Set problem: Transcribe every line of the listing below without any deviation.

Dataset records:
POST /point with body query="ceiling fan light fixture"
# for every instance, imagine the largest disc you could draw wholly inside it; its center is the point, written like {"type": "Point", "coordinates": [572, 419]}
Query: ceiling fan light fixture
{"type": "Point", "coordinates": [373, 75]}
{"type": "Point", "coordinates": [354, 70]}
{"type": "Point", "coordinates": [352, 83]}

Answer to the problem:
POST /point with body query="ceiling fan light fixture"
# for every instance, imagine the largest disc you could draw wholly inside it; its center is the point, written like {"type": "Point", "coordinates": [572, 419]}
Query: ceiling fan light fixture
{"type": "Point", "coordinates": [373, 75]}
{"type": "Point", "coordinates": [354, 70]}
{"type": "Point", "coordinates": [352, 83]}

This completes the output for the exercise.